## Source passage
______________________________
Thanks Omnia, makes sense to me.

> Customers who have their customised ReplicationPolicy will need to add
the definition of their internal topics naming convention

I wonder should we include default impls in the interface to avoid that
requirement?

Ryanne

On Sun, Apr 25, 2021, 2:20 PM Omnia Ibrahim <o.g.h.ibra...@gmail.com> wrote:

> Hi Mickael and Ryanne,
> I updated the KIP to add these methods to the ReplicationPolicy instead of
> an extra interface to simplify the changes. Please have a look and let me
> know your thoughts.
>
> Thanks
>
> On Tue, Mar 30, 2021 at 7:19 PM Omnia Ibrahim <o.g.h.ibra...@gmail.com>
> wrote:
>
>> *(sorry forgot to Replay to All) *
>> Hi Ryanne,
>> It's a valid concern, I was trying to separate the concerns of internal
>> and replicated policy away from each other and to make the code readable as
>> extending ReplicationPolicy to manage both internal and replicated topic is
>> a bit odd. Am not against simplifying things out to make ReplicationPolicy
>> handling both at the end of the day if an MM2 user has a special naming
>> convention for topics it will be affecting both replicated and MM2 internal
>> topics.
>>
>> For simplifying things we can extend `ReplicationPolicy` to the following
>> instead of adding an extra class
>>
>>> *public interface ReplicationPolicy {*
>>>     String topicSource(String topic);
>>>     String upstreamTopic(String topic);
>>>
>>>
>>> */** Returns heartbeats topic name.*/    String heartbeatsTopic();*
>>>
>>>
>>>
>>>
>>>
>>> *    /** Returns the offset-syncs topic for given cluster alias. */
>>> String offsetSyncTopic(String targetAlias);    /** Returns the name
>>> checkpoint topic for given cluster alias. */    String
>>> checkpointTopic(String sourceAlias); *
>>>
>>>     default String originalTopic(String topic) {
>>>         String upstream = upstreamTopic(topic);
>>>         if (upstream == null) {
>>>             return topic;
>>>         } else {
>>>             return originalTopic(upstream);
>>>         }
>>>     }
>>>
>>>
>>> *    /** Internal topics are never replicated. */
>>> isInternalTopic(String topic) *//the implementaion will be moved to
>>> `DefaultReplicationPolicy` to handle both kafka topics and MM2 internal
>>> topics.
______________________________
## Stated task
Write what comes next in the email thread above about extending ReplicationPolicy, starting right after its final line.
______________________________
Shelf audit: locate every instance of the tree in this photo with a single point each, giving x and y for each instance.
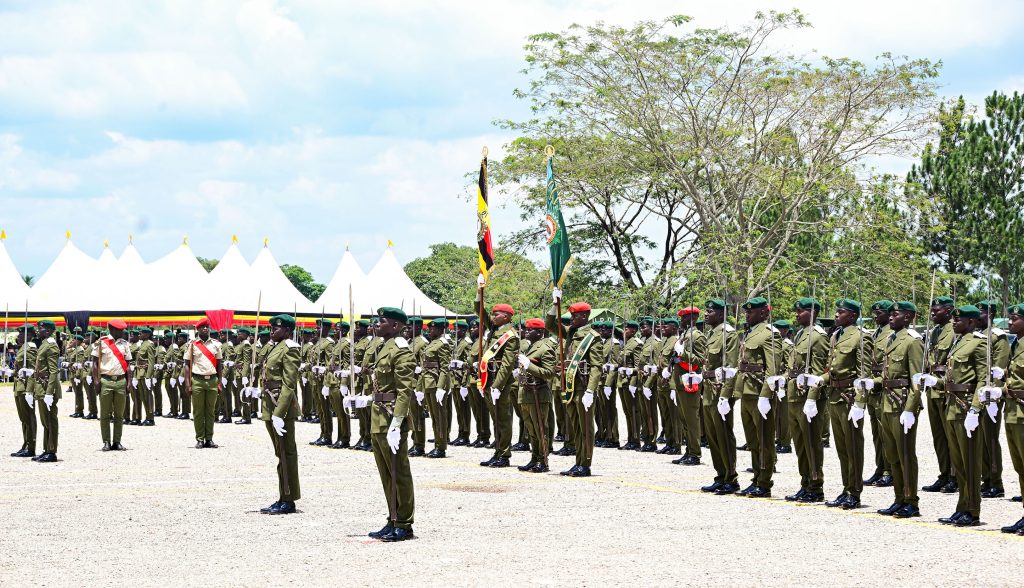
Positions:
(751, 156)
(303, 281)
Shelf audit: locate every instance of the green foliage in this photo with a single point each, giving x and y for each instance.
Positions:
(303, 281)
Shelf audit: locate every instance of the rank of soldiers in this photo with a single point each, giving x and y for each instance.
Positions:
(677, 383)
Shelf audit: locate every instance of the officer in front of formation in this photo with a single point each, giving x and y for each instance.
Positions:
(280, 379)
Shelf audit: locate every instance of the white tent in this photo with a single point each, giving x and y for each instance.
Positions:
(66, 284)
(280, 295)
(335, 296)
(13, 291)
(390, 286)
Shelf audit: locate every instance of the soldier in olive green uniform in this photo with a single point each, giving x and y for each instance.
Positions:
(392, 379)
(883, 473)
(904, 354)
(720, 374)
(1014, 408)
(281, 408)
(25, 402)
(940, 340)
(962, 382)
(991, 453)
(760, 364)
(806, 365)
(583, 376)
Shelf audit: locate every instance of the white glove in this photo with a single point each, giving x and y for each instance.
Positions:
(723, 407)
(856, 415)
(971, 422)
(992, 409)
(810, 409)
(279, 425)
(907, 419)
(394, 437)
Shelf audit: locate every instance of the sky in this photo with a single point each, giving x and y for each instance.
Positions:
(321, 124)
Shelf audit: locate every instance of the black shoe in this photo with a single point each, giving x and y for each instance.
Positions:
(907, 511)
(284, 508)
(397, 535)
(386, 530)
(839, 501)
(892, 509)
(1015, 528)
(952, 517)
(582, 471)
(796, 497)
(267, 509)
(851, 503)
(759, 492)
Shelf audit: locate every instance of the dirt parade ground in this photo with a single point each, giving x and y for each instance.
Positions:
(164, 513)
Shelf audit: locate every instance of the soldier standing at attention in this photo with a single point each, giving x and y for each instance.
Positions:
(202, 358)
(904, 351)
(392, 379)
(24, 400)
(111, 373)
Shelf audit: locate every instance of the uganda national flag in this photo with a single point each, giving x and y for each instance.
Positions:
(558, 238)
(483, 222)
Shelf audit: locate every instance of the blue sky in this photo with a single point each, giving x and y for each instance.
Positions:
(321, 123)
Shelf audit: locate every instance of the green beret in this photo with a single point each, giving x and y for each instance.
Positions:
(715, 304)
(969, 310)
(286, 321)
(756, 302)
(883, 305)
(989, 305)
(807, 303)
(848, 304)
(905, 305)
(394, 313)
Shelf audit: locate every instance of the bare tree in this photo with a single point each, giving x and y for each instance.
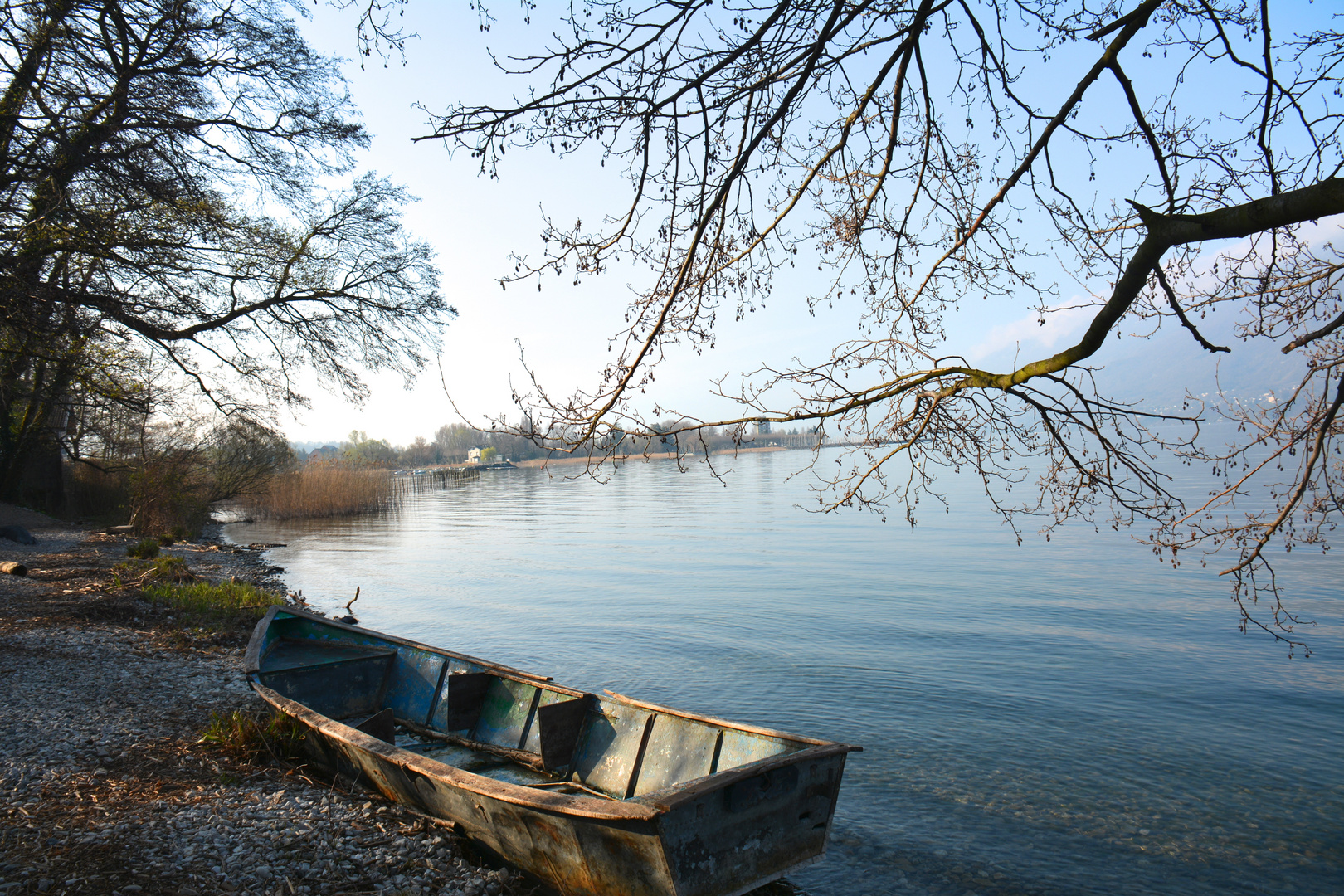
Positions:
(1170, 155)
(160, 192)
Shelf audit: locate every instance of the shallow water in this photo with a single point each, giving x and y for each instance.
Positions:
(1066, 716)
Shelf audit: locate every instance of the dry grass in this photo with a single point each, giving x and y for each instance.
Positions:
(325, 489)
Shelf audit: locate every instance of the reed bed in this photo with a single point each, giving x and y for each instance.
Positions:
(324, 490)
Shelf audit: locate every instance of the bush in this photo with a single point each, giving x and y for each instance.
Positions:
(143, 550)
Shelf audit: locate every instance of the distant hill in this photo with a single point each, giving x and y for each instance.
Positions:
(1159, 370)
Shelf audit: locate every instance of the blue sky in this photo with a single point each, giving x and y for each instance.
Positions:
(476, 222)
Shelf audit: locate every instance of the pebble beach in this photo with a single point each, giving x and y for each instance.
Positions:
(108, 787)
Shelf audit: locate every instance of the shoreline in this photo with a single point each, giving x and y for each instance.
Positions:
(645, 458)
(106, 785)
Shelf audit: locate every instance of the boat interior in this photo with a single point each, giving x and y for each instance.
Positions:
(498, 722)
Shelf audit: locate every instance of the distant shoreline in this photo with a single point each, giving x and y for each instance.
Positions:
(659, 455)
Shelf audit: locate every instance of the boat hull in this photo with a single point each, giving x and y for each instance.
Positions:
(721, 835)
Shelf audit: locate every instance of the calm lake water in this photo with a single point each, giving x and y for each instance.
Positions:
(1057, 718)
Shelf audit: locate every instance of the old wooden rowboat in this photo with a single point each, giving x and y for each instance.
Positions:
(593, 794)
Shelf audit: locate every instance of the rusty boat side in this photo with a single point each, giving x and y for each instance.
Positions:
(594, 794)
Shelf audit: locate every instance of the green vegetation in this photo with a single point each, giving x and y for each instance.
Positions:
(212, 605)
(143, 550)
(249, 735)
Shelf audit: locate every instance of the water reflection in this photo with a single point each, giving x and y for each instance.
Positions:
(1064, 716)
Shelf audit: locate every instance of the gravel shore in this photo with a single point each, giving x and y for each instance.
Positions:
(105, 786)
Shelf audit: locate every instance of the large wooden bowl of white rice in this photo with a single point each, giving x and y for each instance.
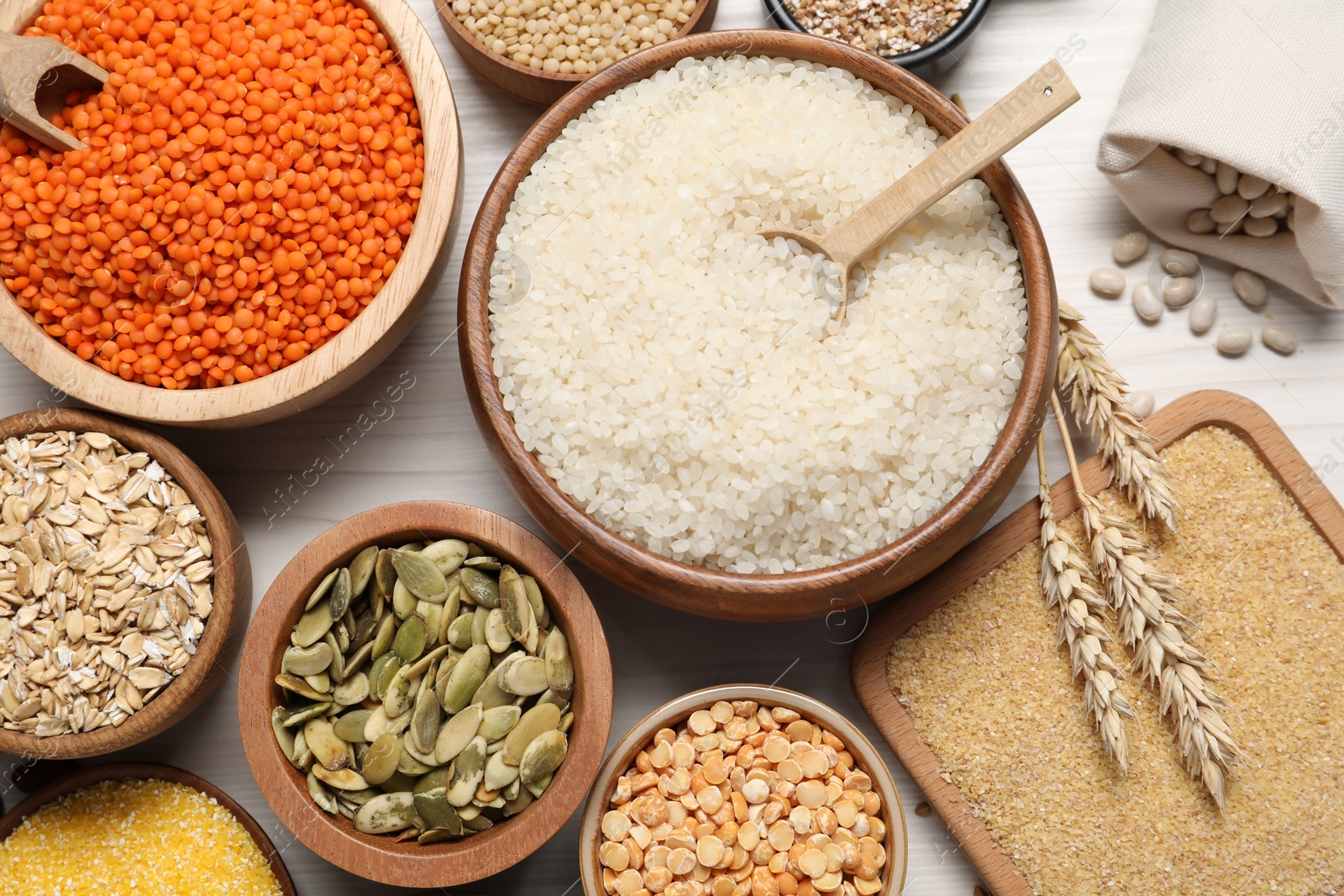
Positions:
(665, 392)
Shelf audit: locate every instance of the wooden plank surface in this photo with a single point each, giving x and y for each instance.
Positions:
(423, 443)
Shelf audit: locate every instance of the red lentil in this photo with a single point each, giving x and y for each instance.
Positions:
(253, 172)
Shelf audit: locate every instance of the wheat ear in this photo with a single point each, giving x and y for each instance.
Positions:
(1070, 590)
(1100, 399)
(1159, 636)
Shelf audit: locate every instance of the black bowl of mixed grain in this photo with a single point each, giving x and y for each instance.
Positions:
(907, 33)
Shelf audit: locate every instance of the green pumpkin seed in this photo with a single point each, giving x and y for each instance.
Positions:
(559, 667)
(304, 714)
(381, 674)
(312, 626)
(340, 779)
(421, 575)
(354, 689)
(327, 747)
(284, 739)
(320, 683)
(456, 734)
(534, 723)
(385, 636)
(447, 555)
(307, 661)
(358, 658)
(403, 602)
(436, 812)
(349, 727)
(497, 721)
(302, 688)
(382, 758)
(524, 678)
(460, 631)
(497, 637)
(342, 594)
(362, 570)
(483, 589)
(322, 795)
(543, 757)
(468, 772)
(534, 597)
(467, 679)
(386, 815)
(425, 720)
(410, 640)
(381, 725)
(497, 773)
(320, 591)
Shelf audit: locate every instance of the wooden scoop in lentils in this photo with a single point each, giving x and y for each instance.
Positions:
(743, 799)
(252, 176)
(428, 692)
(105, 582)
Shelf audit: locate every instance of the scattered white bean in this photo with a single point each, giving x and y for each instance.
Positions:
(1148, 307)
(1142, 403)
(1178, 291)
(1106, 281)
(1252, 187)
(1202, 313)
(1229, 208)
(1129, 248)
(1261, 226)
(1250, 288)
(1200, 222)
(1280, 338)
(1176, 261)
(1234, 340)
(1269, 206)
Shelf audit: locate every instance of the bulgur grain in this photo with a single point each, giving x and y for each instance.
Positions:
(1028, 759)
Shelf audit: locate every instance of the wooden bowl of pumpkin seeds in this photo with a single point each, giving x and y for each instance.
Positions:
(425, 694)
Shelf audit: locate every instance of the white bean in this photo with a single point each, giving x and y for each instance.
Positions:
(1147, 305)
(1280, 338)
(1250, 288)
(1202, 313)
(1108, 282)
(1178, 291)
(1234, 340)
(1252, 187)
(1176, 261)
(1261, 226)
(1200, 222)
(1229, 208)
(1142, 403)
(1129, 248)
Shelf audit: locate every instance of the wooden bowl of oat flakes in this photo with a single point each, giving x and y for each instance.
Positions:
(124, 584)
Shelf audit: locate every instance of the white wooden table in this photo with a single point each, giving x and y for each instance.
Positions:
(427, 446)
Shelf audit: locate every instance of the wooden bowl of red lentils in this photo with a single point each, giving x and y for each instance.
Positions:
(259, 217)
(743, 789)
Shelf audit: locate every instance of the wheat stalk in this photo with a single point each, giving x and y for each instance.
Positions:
______________________________
## Task answer
>>> }
>>>
>>
>> On Fri, Mar 26, 2021 at 3:05 PM Ryanne Dolan <ryannedo...@gmail.com>
>> wrote:
>>
>>> Omnia, have we considered just adding methods to ReplicationPolicy? I'm
>>> reluctant to add a new class because, as Mickael points out, we'd need to
>>> carry it around in client code.
>>>
>>> Ryanne
>>>
>>> On Fri, Feb 19, 2021 at 8:31 AM Mickael Maison <mickael.mai...@gmail.com>
>>> wrote:
>>>
>>>> Hi Omnia,
>>>>
>>>> Thanks for the clarifications.
>>>>
>>>> - I'm still a bit uneasy with the overlap between these 2 methods as
>>>> currently `ReplicationPolicy.isInternalTopic` already handles MM2
>>>> internal topics. Should we make it only handle Kafka internal topics
>>>> and `isMM2InternalTopic()` only handle MM2 topics?
>>>>
>>>> - I'm not sure I understand what this method is used for. There are no
>>>> such methods for the other 2 topics (offset-sync and heartbeat). Also
>>>> what happens if there are other MM2 instances using different naming
>>>> schemes in the same cluster. Do all instances have to know about the
>>>> other naming schemes? What are the expected issues if they don't?
>>>>
>>>> - RemoteClusterUtils is a client-side utility so it does not have
>>>> access to the MM2 configuration. Since this new API can affect the
>>>> name of the checkpoint topic, it will need to be used client-side too
>>>> so users can find the checkpoint topic name. I had to realized this
>>>> was the case.
>>>>
>>>> Thanks
>>>>
>>>> On Mon, Feb 15, 2021 at 9:33 PM Omnia Ibrahim <o.g.h.ibra...@gmail.com>
>>>> wrote:
>>>> >
>>>> > Hi Mickael, did you have some time to check my answer?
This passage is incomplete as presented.